▶ [Problem to work on]: Retype without changes the section of the sustainability megatrends text that starts with the words "The future is" and finishes with "for tech manufacturers.".

▶ [Reading text]:
Investors looking for answers to these sorts of questions need to pay close attention to megatrends – the seismic and interconnected changes occurring across economies and societies.
The megatrends encompass major global themes, from technological progress to shifting geopolitical power dynamics. But among the most transformational megatrends are those relating to sustainability: the climate crisis, resource scarcity and demographic and social changes, such as rising inequality.
Driven by regulation, technology, consumer behaviour and environmental conditions, sustainability megatrends affect every company in every sector. Firms that can transition their business models in line with these forces, or offer innovative solutions amid the disruption, should be well-positioned; those that cannot risk obsolescence, if not oblivion.
The future is already here
While they will play out across generations, sustainability megatrends are already bringing material consequences for companies and investors. Mining firms are benefiting from rising demand for copper and other metals needed to manufacture electric vehicles (EVs). Drones are being deployed to make agriculture more efficient and kinder to nature, generating lucrative new revenue streams for tech manufacturers.
Meanwhile, companies on the wrong side of the megatrends are encountering significant risks. Take the operators of the Dakota Access Pipeline in the American Midwest, who failed to consider how changing social attitudes would affect the project. When the pipeline encroached on indigenous rights and sparked an international outcry, the operating company and banks that financed it were hit with reputational damage and billions of dollars in costs.1
In this article, we explore the sustainability megatrends and the connections between them; assess the financial mechanisms across economic sectors; and pick out thematic risks and opportunities for investors.

▶ [Supplied information]:
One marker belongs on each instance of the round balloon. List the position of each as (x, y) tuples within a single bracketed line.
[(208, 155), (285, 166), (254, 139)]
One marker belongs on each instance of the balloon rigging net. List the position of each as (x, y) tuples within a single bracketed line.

▶ [Answer to the exercise]:
The future is already here
While they will play out across generations, sustainability megatrends are already bringing material consequences for companies and investors. Mining firms are benefiting from rising demand for copper and other metals needed to manufacture electric vehicles (EVs). Drones are being deployed to make agriculture more efficient and kinder to nature, generating lucrative new revenue streams for tech manufacturers.